O público e o privado no Brasil: entre lençóis, joias e moedas
Apparício Torelly, o Barão de Itararé, dizia que o “homem público no Brasil costuma fazer na vida pública o que faz na privada”. Privada, no caso, é o vaso sanitário, e o trocadilho, mais atual que nunca. Na verdade, nos trópicos, nunca deixa de ser atual.
Joias, móveis, lanches, relógios, viagens, carros, etc. O cardápio é imenso, como também é a falta de republicanismo. Sem privilégio ideológico ou político, o patrimonialismo é algo – infelizmente – que faz parte do DNA do homem público no Brasil. E olha que a Constituição diz há 35 anos que impessoalidade, moralidade e republicanismo são valores básicos da vida pública.

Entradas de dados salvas

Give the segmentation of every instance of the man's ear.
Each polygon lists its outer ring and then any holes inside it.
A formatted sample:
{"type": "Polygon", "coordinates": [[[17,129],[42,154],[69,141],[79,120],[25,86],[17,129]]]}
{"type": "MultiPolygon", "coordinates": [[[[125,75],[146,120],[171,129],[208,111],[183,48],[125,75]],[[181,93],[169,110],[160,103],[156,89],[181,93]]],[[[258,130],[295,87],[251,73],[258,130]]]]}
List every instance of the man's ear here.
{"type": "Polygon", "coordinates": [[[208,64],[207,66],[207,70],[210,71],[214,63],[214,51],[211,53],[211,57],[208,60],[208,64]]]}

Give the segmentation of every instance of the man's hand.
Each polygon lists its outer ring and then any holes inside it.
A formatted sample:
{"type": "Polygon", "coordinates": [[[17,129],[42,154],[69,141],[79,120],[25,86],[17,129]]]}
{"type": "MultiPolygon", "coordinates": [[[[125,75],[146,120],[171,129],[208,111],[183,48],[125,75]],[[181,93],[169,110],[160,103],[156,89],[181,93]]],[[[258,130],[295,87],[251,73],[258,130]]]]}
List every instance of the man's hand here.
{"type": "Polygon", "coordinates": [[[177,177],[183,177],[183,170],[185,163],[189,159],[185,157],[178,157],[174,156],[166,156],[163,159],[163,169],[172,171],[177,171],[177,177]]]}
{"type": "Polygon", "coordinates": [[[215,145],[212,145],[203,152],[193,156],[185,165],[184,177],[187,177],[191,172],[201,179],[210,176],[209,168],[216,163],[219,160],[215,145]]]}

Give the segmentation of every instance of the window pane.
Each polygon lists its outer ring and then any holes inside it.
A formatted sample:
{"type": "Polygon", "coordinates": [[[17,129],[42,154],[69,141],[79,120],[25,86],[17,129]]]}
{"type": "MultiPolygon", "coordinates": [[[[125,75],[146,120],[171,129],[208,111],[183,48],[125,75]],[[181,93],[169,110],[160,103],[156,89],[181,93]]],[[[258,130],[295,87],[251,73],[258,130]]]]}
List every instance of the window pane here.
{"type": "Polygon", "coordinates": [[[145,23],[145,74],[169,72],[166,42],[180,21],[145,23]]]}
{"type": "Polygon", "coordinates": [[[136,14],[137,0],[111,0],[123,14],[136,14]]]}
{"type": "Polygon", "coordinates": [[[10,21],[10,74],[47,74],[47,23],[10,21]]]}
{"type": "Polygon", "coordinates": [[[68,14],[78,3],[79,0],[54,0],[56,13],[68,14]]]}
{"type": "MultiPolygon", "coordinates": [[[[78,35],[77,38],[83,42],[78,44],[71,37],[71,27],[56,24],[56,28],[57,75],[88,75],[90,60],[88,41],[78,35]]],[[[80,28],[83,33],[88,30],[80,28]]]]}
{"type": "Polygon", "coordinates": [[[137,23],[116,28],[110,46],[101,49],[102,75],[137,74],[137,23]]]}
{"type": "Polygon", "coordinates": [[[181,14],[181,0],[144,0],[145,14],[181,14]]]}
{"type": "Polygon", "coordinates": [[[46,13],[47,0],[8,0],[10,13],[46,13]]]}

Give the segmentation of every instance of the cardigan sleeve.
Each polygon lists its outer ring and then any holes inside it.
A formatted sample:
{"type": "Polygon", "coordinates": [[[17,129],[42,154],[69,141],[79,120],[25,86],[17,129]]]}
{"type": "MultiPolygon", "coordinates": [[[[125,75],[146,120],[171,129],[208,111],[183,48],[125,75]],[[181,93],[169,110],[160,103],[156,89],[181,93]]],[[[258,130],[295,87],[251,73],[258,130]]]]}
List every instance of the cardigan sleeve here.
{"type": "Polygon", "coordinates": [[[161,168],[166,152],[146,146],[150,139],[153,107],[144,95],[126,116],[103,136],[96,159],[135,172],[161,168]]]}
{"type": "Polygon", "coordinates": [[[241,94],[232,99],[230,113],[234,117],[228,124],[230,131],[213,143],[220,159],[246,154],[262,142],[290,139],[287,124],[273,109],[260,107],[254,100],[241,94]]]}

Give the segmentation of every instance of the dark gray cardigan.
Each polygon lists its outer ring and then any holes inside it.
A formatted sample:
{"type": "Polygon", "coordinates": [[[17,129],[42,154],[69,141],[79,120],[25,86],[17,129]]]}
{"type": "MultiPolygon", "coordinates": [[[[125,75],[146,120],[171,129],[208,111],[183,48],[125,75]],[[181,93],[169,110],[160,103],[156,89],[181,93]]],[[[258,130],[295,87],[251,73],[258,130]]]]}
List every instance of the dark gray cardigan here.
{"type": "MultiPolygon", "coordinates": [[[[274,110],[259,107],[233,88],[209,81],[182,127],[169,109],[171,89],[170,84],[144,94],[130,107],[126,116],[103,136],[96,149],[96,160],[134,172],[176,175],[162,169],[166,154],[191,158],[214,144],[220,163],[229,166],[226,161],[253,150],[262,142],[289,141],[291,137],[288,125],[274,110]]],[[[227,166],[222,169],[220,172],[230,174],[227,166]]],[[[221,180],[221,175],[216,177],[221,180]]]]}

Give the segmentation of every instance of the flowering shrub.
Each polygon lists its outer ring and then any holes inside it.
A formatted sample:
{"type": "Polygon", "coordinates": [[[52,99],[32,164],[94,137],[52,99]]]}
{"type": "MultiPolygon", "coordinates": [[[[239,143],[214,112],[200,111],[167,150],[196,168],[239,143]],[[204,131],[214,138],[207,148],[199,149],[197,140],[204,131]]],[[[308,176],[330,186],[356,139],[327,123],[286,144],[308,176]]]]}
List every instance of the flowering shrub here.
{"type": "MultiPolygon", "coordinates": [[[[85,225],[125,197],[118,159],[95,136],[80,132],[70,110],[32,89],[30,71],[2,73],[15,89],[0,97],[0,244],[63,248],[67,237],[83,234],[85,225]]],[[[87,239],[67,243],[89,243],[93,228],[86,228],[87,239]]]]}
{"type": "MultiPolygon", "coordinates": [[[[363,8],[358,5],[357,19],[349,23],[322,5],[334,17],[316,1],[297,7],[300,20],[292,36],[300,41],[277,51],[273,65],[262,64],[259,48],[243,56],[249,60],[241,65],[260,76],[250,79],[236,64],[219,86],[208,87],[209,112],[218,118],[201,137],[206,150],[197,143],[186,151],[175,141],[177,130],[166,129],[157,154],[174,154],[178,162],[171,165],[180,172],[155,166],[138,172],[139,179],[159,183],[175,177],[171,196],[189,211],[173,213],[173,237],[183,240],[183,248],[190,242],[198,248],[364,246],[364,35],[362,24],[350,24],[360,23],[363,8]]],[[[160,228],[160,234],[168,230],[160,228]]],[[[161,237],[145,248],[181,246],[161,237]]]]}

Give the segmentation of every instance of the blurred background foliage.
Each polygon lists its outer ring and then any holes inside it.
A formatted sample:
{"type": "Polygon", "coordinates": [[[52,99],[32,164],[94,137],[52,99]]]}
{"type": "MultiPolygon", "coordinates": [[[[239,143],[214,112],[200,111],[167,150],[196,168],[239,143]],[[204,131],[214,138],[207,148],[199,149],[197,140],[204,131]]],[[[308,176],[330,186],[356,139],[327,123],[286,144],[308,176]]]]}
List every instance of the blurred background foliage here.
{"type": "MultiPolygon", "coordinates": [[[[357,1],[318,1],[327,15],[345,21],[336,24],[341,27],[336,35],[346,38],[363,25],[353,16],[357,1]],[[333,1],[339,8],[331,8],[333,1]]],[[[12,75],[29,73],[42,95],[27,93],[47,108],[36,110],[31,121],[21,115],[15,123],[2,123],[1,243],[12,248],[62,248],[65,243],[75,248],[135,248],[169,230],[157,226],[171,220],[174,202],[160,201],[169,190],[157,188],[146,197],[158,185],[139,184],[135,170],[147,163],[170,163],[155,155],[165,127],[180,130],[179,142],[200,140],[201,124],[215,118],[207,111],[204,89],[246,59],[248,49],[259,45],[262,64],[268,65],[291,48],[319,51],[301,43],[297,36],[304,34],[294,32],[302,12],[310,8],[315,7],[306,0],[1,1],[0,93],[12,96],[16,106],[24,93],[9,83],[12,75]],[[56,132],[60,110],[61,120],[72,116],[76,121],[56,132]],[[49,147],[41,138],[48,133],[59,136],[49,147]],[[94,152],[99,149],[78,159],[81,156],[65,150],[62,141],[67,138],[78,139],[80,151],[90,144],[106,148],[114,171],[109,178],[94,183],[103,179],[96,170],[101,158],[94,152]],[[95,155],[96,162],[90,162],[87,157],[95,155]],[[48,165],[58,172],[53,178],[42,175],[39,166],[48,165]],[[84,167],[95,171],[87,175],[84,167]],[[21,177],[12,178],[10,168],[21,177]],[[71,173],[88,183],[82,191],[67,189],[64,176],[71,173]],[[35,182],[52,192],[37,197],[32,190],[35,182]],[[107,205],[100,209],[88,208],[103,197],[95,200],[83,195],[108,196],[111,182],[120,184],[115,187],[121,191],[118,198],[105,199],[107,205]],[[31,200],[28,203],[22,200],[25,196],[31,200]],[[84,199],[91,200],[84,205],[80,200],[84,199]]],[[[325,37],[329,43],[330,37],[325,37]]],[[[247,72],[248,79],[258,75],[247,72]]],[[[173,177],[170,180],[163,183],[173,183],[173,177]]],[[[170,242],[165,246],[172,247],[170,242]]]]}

*Requisitos da tarefa*:
Prossiga com o texto sobre o público e o privado no Brasil a partir da última frase apresentada. As entradas formam um material à parte, independente do texto.

*Resposta da tarefa*:
Dessa tradição carente de consciência republicana, temos a materialização do não republicanismo no “homem cordial”, termo cunhado por Sérgio Buarque de Holanda. Para o pensador brasileiro, esse “sujeito” possui uma característica excêntrica no seu modo de ser: a cordialidade, movendo-se pela emoção, sendo incapaz de diferenciar entre o público e o privado, adverso às formalidades, subjugando ética, impessoalidade e moralidade. Tais características antropológicas podem ser conferidas a um contraditório estilo emocional do cidadão brasileiro que fez brotar e disseminar uma histórica habilidade a caminho da informalidade, havendo somente imposição de uma lei e de uma ordem considerada artificial, quando não desonesta, a favor dos interesses das elites políticas e econômicas de então.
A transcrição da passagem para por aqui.